_EXTRAIT À LIRE_
______

Français | English
Chers ami.es,
Les événements récents de ces derniers mois indiquent clairement que le régime d’Erdoğan a resserré son emprise sur les voix dissidentes : L’arrestation et le procès du Dr Şebnem Fincancı (docteur en médecine et militant des droits de l’homme, président de l’Association des médecins turcs), le procès de Pınar Selek, les interdictions d’accès à l’internet et les interdictions de livres… Un livre de plus a été interdit : “Même le silence ne vous appartient plus”.
Rien de vraiment dramatique ! Un livre de plus interdit dans les prisons, les bibliothèques, les écoles, les lieux publics, un livre de plus que personne n’osera vendre ! Mon livre !

______

_SEGMENT DE DONNÉES_
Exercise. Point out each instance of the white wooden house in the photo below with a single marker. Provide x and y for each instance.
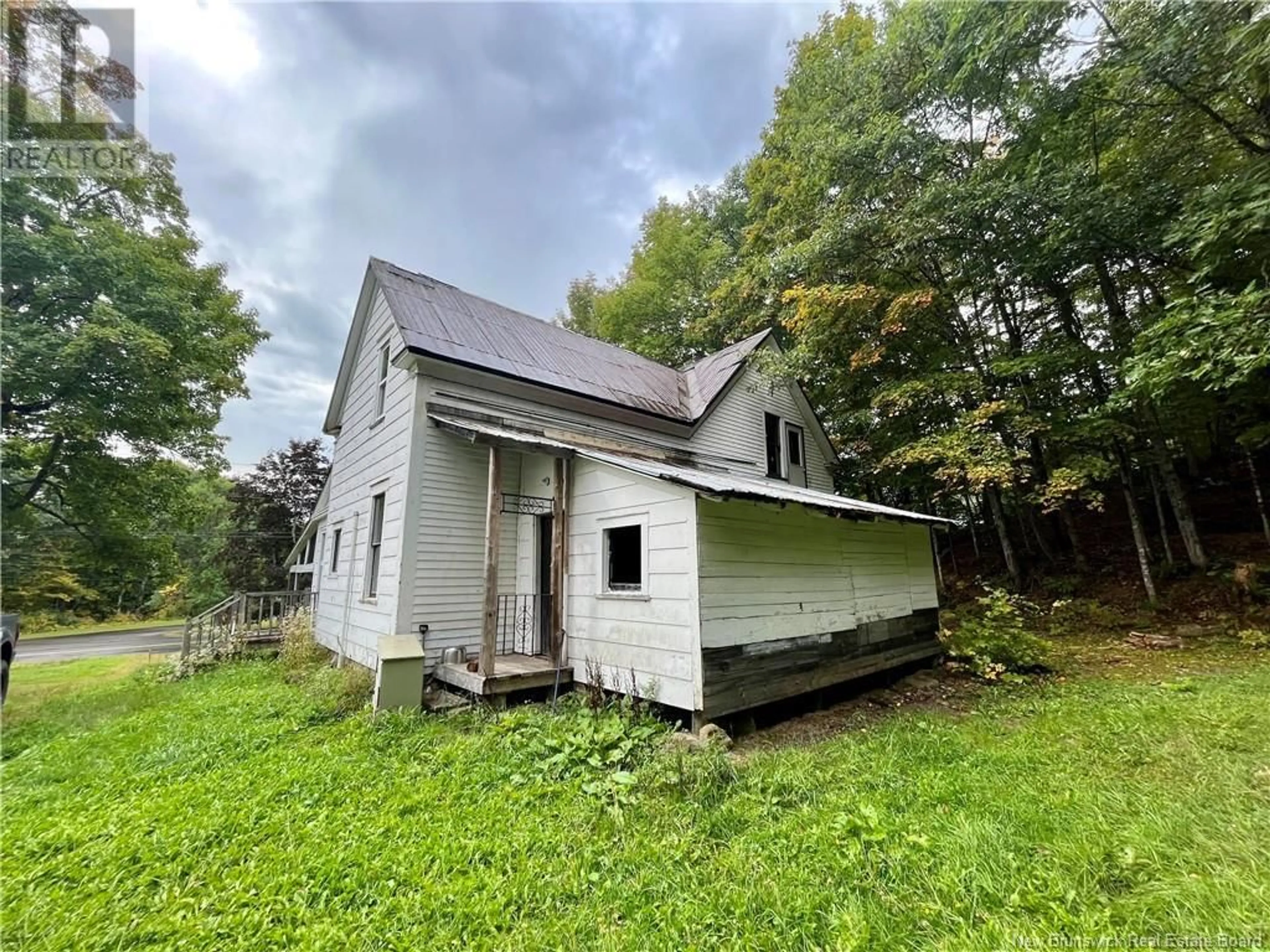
(549, 503)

______

_OBJECTIF VISÉ_
Recopiez à l'identique le passage du texte sur la censure en Turquie, en commençant à « Français | English » et en terminant à « Mon livre ! ». Les données n'interviennent en rien dans ce travail.

_TÂCHE RÉALISÉE_
Français | English
Chers ami.es,
Les événements récents de ces derniers mois indiquent clairement que le régime d’Erdoğan a resserré son emprise sur les voix dissidentes : L’arrestation et le procès du Dr Şebnem Fincancı (docteur en médecine et militant des droits de l’homme, président de l’Association des médecins turcs), le procès de Pınar Selek, les interdictions d’accès à l’internet et les interdictions de livres… Un livre de plus a été interdit : “Même le silence ne vous appartient plus”.
Rien de vraiment dramatique ! Un livre de plus interdit dans les prisons, les bibliothèques, les écoles, les lieux publics, un livre de plus que personne n’osera vendre ! Mon livre !